### To do
Reproduce the records, unchanged, from the line with "Where in the photo above do you see the canal bank?" to the line with "[0,102,141,145]", both lines included. Leave the pictures out of your answer.

====

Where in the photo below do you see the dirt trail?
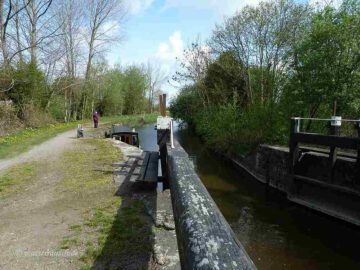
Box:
[0,130,76,173]
[0,131,82,269]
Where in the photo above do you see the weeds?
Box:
[0,162,37,198]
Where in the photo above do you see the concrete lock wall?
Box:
[160,139,256,269]
[232,145,357,193]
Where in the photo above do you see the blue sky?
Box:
[107,0,326,96]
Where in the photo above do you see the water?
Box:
[134,125,360,270]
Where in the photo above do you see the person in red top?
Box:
[93,112,100,128]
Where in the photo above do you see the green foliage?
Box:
[169,85,203,124]
[122,66,147,114]
[8,63,47,112]
[170,0,360,154]
[287,2,360,117]
[204,52,249,105]
[194,103,287,153]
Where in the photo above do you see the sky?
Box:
[107,0,336,98]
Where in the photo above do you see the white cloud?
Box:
[156,31,184,62]
[164,0,261,16]
[152,31,184,100]
[125,0,154,15]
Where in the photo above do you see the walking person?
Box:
[93,112,100,128]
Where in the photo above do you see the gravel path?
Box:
[0,130,76,173]
[0,130,80,270]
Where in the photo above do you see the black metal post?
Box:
[289,117,300,195]
[329,117,341,183]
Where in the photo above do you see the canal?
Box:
[138,125,360,270]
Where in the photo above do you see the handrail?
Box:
[291,117,360,123]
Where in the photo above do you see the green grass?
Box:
[0,113,158,159]
[0,162,38,198]
[61,139,122,193]
[60,197,151,269]
[0,122,83,159]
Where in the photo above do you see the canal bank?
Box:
[167,124,360,269]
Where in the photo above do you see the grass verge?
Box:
[61,139,122,193]
[0,122,82,159]
[0,113,158,159]
[0,162,38,198]
[60,197,151,269]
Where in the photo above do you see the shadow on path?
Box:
[91,153,157,270]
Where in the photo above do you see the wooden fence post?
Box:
[329,116,341,183]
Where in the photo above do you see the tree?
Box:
[289,1,360,117]
[146,62,167,113]
[209,0,310,103]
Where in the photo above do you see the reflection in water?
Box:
[134,125,360,270]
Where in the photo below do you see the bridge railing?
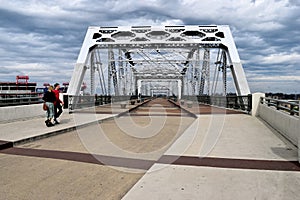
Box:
[182,94,252,113]
[0,92,43,107]
[260,97,299,116]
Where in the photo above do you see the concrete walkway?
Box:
[123,114,300,200]
[0,102,141,145]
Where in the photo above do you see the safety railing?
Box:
[182,94,252,113]
[64,95,148,110]
[260,97,299,116]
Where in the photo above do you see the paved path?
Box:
[123,114,300,200]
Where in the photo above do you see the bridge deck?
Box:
[0,101,300,199]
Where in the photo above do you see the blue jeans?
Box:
[46,102,54,119]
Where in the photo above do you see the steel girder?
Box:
[68,25,250,95]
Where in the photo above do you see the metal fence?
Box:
[0,92,43,107]
[64,95,148,110]
[182,94,252,113]
[260,97,299,116]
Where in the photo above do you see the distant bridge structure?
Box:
[68,25,250,98]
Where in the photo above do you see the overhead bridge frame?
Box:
[67,25,250,96]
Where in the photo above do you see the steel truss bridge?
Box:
[68,25,250,99]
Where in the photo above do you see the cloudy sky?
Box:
[0,0,300,93]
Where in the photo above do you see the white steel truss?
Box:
[68,25,250,98]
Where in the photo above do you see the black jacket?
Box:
[43,91,56,103]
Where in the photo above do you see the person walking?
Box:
[43,85,56,127]
[53,83,64,124]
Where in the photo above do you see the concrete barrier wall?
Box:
[257,104,300,146]
[0,104,46,123]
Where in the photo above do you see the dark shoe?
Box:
[45,119,54,127]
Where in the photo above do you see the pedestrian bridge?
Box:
[0,25,300,200]
[0,95,300,199]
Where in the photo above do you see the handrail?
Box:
[260,97,299,116]
[182,94,252,113]
[0,92,43,107]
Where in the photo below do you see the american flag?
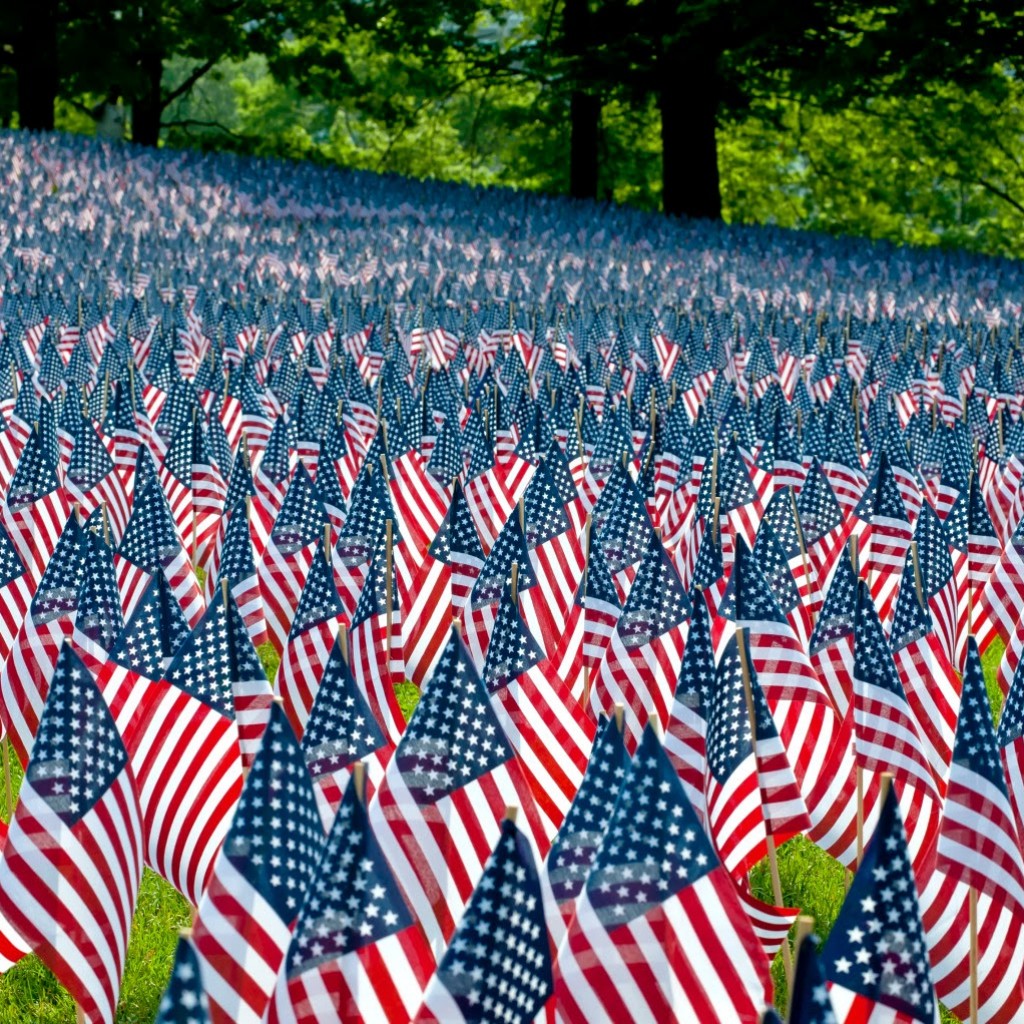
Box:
[414,818,560,1024]
[790,935,838,1024]
[0,644,142,1024]
[554,546,623,703]
[96,572,191,748]
[0,523,33,667]
[349,535,406,743]
[65,422,129,541]
[193,705,324,1024]
[205,501,269,647]
[853,452,911,629]
[705,635,810,878]
[968,474,1002,651]
[483,588,595,839]
[546,716,630,924]
[913,502,968,671]
[821,788,938,1024]
[401,498,456,686]
[889,555,961,797]
[719,543,840,816]
[275,543,345,739]
[523,459,586,655]
[590,535,691,745]
[665,594,716,820]
[370,629,549,952]
[264,785,434,1024]
[555,728,771,1024]
[115,476,203,627]
[797,460,850,617]
[128,589,242,905]
[2,430,71,580]
[155,932,210,1024]
[464,515,537,671]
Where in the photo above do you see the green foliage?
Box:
[720,81,1024,256]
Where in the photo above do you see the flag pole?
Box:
[968,886,978,1024]
[3,736,14,822]
[736,627,793,985]
[580,512,594,710]
[384,519,394,679]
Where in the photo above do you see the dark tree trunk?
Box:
[658,43,722,220]
[569,91,601,199]
[131,50,164,145]
[14,0,58,131]
[563,0,601,199]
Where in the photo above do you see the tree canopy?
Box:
[0,0,1024,255]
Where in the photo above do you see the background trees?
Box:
[0,0,1024,254]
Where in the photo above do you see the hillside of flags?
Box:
[6,132,1024,1024]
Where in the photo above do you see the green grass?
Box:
[0,640,1004,1024]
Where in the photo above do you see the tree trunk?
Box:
[14,0,57,131]
[658,45,722,220]
[131,50,164,145]
[569,90,601,199]
[562,0,601,199]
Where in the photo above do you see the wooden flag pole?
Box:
[968,886,978,1024]
[786,913,814,1012]
[857,765,864,867]
[736,628,793,985]
[338,623,348,665]
[352,761,367,804]
[382,520,394,679]
[786,484,814,626]
[2,736,14,822]
[580,512,594,711]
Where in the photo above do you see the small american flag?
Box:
[0,644,142,1024]
[555,728,771,1024]
[821,790,939,1024]
[414,818,560,1024]
[265,785,434,1024]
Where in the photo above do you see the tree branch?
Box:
[160,118,243,138]
[966,178,1024,215]
[160,57,220,111]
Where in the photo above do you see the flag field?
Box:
[0,640,1004,1024]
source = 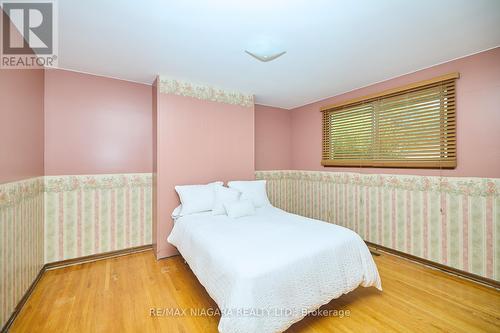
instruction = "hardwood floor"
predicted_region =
[11,251,500,333]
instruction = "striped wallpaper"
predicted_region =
[0,177,44,327]
[256,171,500,281]
[45,173,152,263]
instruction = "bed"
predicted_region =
[168,206,382,333]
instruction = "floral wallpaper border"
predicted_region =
[44,173,152,263]
[158,76,254,107]
[255,170,500,281]
[0,177,44,327]
[0,177,44,208]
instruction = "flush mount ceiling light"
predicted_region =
[245,50,286,62]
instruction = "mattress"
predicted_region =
[168,206,382,333]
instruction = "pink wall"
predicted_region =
[45,70,153,175]
[153,89,255,258]
[255,105,292,170]
[291,48,500,178]
[0,69,44,183]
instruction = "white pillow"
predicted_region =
[227,180,271,207]
[172,205,182,220]
[212,185,241,215]
[224,200,255,218]
[175,182,224,215]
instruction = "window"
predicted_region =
[321,73,459,168]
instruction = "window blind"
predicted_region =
[321,73,459,168]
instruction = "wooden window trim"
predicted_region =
[321,72,460,169]
[320,72,460,112]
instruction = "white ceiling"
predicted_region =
[58,0,500,108]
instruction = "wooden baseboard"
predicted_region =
[0,245,152,333]
[0,266,45,333]
[365,241,500,289]
[45,244,153,270]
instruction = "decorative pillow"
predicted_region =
[172,205,182,220]
[224,200,255,218]
[227,180,271,207]
[175,182,224,216]
[212,185,241,215]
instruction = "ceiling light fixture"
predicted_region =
[245,50,286,62]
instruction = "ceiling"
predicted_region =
[58,0,500,109]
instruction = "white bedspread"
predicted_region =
[168,207,382,333]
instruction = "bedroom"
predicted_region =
[0,0,500,333]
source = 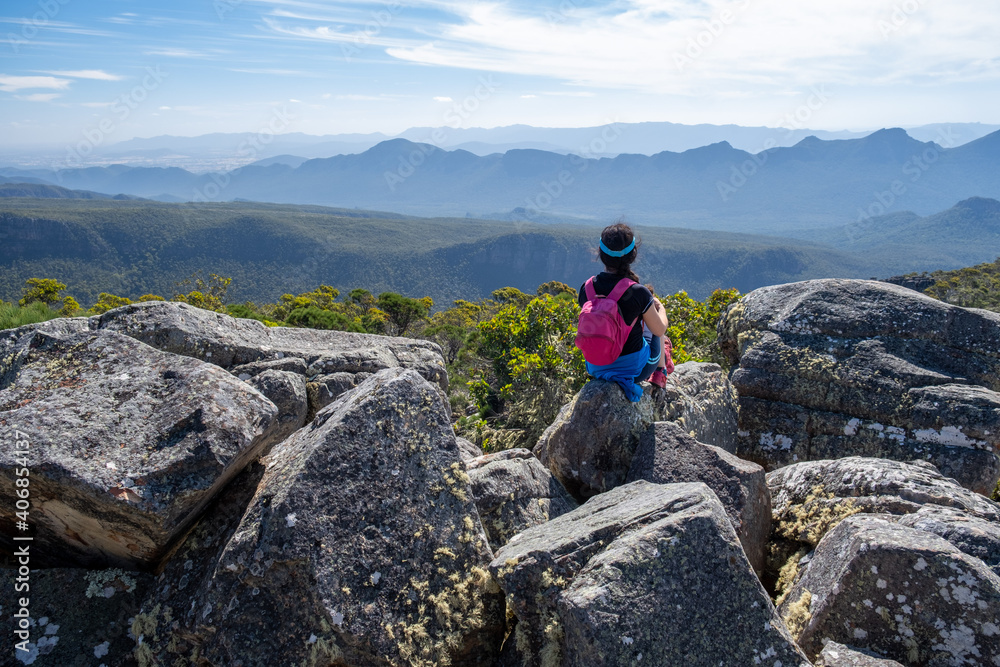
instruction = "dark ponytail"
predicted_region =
[598,220,641,282]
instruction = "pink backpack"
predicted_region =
[576,278,635,366]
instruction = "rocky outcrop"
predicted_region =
[137,368,504,667]
[816,641,903,667]
[532,363,736,501]
[719,280,1000,493]
[247,369,309,442]
[767,457,1000,523]
[455,438,483,461]
[655,361,739,454]
[780,515,1000,667]
[532,380,654,502]
[466,449,580,551]
[627,422,771,572]
[89,301,448,389]
[767,457,1000,595]
[0,328,278,568]
[0,568,154,667]
[490,481,809,667]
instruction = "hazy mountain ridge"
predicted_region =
[0,194,1000,305]
[0,199,888,305]
[0,129,1000,233]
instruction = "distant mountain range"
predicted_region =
[0,122,1000,173]
[0,198,1000,304]
[0,129,1000,233]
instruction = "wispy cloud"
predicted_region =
[0,74,70,93]
[143,48,208,58]
[14,93,59,102]
[374,0,1000,94]
[45,69,125,81]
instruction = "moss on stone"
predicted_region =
[783,589,812,641]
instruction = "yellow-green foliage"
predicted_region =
[660,289,740,365]
[171,273,233,313]
[17,278,66,307]
[775,485,861,547]
[774,549,809,606]
[783,590,812,640]
[0,301,59,329]
[87,292,132,315]
[924,258,1000,312]
[394,568,497,667]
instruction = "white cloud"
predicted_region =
[46,69,125,81]
[387,0,1000,95]
[15,93,59,102]
[0,74,70,93]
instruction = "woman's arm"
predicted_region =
[642,296,670,336]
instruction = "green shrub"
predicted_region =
[0,301,59,329]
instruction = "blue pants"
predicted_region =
[635,336,663,382]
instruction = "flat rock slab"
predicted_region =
[780,515,1000,667]
[466,449,577,551]
[0,328,278,569]
[654,361,739,454]
[767,457,1000,522]
[816,641,903,667]
[89,301,448,389]
[490,481,809,667]
[719,280,1000,494]
[627,422,771,572]
[532,362,736,502]
[246,369,309,442]
[0,568,154,667]
[137,368,504,667]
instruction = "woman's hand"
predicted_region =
[642,296,667,336]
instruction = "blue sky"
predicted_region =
[0,0,1000,146]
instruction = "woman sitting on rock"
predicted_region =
[577,222,669,402]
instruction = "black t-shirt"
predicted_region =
[578,272,653,355]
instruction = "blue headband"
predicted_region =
[601,239,635,257]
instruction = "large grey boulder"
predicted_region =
[465,449,577,551]
[0,568,154,667]
[896,505,1000,576]
[656,361,739,454]
[532,380,655,501]
[246,369,309,442]
[90,301,448,389]
[137,368,504,667]
[767,457,1000,595]
[767,456,1000,522]
[816,641,903,667]
[719,280,1000,493]
[0,327,277,568]
[490,481,809,667]
[532,362,736,501]
[780,515,1000,667]
[627,422,771,572]
[127,461,264,666]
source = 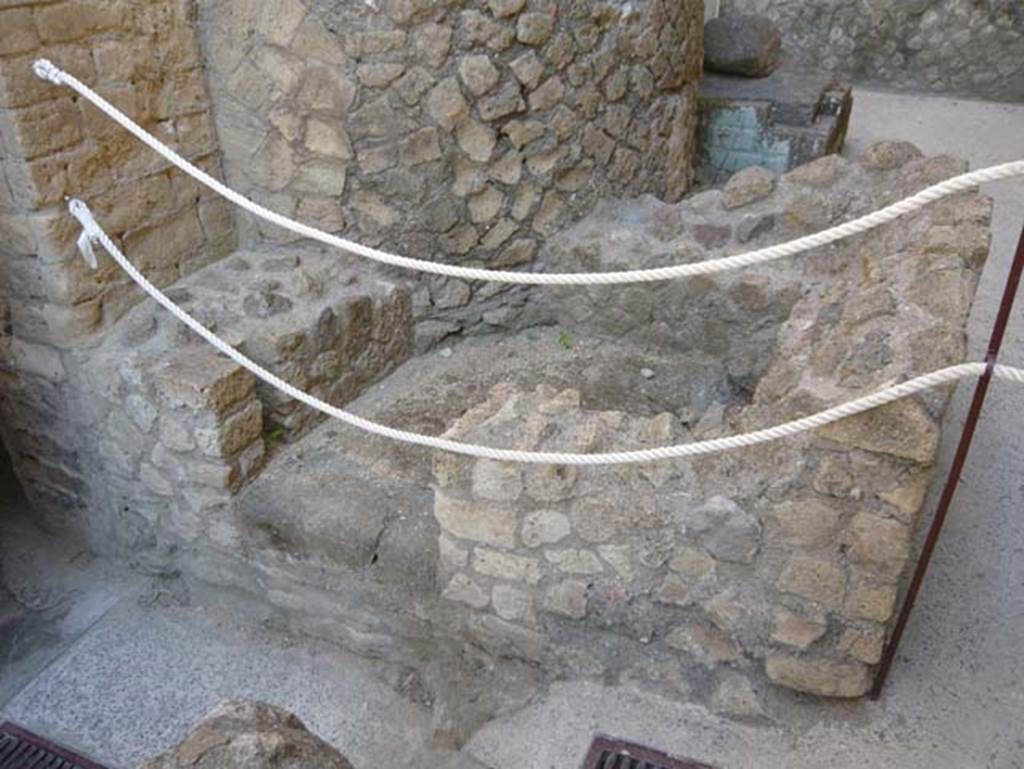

====

### Answer for the task
Where in the photo above do you see the canal bank?
Box:
[167,124,360,269]
Where in the photo above do you see the grass verge?
Box:
[61,139,122,193]
[0,122,82,159]
[0,113,158,159]
[0,162,38,198]
[60,197,151,269]
Where in the photo above do you see the shadow on path?
Box:
[91,153,157,270]
Where in the photo above do you see the wooden fence post?
Box:
[329,116,341,183]
Where in the photo above do you see the tree?
Box:
[289,1,360,117]
[146,62,167,113]
[209,0,310,103]
Where in the photo above do you see the reflection in water?
Box:
[134,125,360,270]
Where in the photo below do you see the bridge railing?
Box:
[182,94,252,113]
[0,92,43,107]
[260,97,299,116]
Where in the photo above do you see the concrete walkway?
Box:
[123,114,300,200]
[0,102,141,145]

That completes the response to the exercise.